AIM OF THE TASK
Identify every line in the rows below that contains the word "tied", and copy each such line in full.

RECORDS FOR PROCESSING
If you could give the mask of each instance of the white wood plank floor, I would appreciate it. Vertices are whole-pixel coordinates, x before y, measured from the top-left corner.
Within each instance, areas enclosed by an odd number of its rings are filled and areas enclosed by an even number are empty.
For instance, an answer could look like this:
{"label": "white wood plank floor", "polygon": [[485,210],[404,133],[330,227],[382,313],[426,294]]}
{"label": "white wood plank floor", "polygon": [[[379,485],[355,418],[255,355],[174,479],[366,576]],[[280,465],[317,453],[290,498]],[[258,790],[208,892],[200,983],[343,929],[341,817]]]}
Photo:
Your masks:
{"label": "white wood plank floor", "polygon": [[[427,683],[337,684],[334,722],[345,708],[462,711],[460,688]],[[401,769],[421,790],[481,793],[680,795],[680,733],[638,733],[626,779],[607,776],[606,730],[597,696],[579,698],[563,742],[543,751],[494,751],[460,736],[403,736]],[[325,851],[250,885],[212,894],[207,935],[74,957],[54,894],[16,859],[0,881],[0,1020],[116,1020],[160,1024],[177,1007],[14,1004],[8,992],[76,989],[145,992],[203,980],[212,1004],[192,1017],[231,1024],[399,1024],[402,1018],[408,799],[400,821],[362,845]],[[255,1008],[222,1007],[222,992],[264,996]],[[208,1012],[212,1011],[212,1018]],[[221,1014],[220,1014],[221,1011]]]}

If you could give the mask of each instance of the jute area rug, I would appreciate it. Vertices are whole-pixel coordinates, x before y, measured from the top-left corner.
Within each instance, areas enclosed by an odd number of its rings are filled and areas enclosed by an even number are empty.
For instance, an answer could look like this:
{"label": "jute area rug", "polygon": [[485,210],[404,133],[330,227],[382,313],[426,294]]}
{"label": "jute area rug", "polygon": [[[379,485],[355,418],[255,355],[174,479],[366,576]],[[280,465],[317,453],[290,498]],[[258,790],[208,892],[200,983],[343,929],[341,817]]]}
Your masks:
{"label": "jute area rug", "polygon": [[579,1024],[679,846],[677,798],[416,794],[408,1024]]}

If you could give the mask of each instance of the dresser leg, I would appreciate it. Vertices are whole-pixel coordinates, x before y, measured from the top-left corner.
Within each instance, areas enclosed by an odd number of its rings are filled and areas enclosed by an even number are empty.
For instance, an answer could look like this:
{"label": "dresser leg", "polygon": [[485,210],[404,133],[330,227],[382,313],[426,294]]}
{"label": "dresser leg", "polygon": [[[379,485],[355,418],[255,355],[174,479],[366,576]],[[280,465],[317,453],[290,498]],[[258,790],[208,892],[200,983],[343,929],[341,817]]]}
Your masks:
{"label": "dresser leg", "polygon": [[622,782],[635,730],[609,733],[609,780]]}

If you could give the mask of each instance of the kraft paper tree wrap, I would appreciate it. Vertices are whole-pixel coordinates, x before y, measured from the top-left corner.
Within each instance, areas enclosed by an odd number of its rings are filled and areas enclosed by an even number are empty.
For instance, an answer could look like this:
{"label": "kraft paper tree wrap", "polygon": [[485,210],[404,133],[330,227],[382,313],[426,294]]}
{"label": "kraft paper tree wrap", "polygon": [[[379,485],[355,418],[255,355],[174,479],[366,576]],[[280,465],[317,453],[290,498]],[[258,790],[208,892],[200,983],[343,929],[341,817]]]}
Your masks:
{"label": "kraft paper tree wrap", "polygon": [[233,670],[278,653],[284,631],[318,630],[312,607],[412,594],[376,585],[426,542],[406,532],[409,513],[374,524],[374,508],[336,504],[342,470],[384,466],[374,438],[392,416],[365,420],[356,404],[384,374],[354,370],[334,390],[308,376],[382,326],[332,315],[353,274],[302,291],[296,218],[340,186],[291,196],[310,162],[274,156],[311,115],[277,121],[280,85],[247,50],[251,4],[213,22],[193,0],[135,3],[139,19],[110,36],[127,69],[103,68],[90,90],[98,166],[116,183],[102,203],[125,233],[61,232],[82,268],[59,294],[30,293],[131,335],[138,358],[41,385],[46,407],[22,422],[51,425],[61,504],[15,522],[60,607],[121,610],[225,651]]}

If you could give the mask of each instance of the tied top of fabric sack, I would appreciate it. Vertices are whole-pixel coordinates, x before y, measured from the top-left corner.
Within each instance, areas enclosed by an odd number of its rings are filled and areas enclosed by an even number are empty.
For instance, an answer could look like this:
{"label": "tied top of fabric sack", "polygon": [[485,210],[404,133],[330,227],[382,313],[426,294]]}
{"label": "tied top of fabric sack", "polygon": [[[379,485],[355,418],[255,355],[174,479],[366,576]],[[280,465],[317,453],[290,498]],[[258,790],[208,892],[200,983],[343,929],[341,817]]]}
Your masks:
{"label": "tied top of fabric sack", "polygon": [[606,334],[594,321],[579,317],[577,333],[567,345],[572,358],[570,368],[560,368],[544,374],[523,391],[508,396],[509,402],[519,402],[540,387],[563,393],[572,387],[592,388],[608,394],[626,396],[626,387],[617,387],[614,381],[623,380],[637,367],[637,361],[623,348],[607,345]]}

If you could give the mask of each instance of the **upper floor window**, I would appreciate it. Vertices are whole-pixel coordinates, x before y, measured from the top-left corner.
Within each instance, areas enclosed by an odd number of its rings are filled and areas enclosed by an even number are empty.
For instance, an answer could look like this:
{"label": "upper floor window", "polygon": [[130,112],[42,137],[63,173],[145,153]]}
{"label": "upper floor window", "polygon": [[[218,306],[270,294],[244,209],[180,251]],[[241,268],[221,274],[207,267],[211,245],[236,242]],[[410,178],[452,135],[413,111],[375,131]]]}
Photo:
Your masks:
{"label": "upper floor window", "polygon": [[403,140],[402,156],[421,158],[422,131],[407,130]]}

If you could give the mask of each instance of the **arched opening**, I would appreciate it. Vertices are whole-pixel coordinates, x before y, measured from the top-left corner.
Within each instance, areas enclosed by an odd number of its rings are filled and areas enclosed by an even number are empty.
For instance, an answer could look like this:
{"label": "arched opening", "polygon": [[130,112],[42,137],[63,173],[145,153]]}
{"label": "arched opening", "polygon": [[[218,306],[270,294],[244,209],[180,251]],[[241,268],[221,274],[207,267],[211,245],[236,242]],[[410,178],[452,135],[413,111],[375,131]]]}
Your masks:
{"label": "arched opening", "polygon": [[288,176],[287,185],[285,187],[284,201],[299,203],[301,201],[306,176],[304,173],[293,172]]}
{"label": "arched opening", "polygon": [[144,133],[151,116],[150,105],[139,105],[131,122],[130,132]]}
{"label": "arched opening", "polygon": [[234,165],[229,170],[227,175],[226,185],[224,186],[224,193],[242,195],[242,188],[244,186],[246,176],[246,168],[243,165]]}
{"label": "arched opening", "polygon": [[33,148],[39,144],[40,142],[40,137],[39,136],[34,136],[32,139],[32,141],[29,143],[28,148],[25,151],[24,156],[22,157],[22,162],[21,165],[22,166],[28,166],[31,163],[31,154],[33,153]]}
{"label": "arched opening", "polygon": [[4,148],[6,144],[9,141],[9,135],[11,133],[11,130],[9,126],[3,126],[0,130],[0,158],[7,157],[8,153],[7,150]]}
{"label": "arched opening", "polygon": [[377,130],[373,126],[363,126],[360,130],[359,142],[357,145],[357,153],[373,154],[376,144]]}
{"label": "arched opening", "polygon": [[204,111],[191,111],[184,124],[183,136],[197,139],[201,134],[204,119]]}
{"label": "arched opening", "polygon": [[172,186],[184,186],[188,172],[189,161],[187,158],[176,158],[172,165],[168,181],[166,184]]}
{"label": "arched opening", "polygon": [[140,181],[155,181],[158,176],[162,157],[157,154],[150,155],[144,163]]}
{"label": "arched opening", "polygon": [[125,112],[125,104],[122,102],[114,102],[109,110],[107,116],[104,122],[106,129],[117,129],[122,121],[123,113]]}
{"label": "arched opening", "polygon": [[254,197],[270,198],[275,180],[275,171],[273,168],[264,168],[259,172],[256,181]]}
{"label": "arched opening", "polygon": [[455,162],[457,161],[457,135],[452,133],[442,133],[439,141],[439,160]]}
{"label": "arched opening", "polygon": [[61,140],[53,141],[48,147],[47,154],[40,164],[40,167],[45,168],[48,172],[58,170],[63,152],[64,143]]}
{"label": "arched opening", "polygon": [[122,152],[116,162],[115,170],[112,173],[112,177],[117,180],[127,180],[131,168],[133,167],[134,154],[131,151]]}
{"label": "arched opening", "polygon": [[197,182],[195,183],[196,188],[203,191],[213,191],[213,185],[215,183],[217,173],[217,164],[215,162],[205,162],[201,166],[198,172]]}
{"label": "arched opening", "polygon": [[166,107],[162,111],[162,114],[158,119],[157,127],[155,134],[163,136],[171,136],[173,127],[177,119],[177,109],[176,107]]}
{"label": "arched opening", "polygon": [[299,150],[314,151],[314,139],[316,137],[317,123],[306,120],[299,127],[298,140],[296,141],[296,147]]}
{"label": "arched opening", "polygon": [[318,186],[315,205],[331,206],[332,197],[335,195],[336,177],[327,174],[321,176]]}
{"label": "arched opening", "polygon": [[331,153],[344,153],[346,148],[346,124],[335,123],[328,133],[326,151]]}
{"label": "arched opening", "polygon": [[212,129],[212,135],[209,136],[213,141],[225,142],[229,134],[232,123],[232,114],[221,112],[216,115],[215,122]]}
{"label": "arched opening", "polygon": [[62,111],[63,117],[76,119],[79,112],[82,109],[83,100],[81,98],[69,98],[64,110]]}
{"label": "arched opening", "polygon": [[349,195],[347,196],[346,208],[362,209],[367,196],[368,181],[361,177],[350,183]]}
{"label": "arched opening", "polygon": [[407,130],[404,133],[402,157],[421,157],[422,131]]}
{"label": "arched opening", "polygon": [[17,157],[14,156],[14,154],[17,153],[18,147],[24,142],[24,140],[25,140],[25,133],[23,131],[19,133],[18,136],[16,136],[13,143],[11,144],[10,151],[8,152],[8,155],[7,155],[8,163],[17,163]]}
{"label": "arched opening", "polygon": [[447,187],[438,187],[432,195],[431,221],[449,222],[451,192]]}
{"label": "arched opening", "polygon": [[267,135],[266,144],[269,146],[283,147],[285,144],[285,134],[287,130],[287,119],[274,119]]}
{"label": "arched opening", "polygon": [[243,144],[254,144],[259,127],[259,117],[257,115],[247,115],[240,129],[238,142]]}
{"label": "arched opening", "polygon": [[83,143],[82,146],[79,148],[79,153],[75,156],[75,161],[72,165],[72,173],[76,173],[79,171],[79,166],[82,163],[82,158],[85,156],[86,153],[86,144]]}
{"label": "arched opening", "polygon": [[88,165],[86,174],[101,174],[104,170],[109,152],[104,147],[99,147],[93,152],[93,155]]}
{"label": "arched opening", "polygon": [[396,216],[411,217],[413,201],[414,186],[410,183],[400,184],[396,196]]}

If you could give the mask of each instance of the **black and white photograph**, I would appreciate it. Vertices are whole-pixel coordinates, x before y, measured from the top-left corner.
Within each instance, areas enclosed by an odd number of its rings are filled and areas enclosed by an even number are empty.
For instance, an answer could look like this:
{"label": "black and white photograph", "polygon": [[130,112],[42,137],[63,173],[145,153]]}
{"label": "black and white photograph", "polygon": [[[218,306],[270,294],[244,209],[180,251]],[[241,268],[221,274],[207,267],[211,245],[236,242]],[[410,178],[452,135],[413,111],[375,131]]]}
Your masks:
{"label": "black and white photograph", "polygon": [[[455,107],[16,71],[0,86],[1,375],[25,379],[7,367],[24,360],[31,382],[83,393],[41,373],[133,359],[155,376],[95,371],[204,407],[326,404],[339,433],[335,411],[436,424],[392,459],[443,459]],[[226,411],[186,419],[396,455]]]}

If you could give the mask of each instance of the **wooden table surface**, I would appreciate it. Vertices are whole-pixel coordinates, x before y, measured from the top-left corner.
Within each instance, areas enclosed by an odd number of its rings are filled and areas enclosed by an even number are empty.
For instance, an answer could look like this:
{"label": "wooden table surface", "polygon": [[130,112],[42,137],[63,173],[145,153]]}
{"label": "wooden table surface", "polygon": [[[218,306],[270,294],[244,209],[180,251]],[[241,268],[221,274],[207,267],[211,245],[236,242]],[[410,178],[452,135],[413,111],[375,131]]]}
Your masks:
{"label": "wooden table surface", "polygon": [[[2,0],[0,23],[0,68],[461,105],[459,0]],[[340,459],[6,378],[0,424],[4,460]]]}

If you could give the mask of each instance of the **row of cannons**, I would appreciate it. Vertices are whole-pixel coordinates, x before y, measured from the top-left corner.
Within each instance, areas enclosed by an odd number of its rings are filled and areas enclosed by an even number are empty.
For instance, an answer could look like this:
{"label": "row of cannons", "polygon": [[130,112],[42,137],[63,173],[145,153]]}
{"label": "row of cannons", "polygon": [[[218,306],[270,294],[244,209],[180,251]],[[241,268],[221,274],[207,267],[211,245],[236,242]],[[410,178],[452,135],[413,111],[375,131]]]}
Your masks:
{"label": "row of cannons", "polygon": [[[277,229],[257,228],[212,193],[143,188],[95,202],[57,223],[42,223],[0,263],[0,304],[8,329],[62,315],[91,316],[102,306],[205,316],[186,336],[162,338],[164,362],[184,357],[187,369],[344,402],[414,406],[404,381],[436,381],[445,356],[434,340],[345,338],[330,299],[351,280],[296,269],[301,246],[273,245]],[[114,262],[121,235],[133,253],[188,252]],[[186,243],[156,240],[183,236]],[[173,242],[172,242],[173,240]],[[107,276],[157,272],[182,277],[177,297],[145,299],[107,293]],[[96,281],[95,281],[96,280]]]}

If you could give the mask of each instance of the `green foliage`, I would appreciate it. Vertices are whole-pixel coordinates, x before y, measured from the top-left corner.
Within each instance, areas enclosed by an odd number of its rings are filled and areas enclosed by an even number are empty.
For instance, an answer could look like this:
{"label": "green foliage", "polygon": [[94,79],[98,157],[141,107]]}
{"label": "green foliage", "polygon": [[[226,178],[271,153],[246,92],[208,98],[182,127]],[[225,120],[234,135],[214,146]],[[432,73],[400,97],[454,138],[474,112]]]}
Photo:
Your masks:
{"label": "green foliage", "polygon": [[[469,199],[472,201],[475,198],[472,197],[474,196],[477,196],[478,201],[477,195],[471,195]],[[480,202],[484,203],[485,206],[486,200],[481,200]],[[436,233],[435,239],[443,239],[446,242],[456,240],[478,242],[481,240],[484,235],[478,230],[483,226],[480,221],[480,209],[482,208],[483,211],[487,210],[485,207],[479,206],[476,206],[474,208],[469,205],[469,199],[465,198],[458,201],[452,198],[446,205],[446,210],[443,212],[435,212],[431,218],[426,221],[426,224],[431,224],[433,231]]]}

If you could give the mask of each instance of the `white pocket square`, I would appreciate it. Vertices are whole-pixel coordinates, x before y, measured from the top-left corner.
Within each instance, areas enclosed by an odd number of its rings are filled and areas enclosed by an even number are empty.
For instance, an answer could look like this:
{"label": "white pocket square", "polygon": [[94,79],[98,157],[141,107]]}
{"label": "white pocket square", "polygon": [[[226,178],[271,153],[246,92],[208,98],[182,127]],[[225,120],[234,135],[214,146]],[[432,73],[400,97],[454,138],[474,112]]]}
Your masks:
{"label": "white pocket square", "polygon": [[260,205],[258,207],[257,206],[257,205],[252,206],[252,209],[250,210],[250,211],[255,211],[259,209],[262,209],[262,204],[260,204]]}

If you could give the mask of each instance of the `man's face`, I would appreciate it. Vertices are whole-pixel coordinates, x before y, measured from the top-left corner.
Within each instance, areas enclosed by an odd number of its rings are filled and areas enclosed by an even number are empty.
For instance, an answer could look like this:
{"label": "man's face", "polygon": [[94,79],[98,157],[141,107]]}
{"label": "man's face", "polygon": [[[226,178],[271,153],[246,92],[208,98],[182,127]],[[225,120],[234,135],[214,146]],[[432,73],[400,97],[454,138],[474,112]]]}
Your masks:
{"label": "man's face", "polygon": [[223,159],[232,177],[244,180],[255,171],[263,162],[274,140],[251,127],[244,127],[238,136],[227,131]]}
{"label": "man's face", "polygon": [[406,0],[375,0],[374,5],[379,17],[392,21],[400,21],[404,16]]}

ANSWER TO THIS EXERCISE
If you could give the mask of each instance of the tied top of fabric sack, I would appreciate it. Vertices are whole-pixel coordinates, x before y, measured from the top-left corner.
{"label": "tied top of fabric sack", "polygon": [[485,210],[404,133],[330,227],[382,313],[426,294]]}
{"label": "tied top of fabric sack", "polygon": [[[379,485],[355,418],[255,355],[174,479],[366,576]],[[280,465],[317,453],[290,498]],[[258,790],[208,892],[200,983],[343,929],[341,817]]]}
{"label": "tied top of fabric sack", "polygon": [[606,334],[594,321],[579,317],[577,333],[567,345],[572,358],[570,368],[560,368],[544,374],[523,391],[508,396],[509,402],[519,402],[540,387],[563,393],[572,387],[592,388],[608,394],[626,396],[626,387],[617,387],[614,381],[623,380],[637,367],[637,361],[623,348],[607,345]]}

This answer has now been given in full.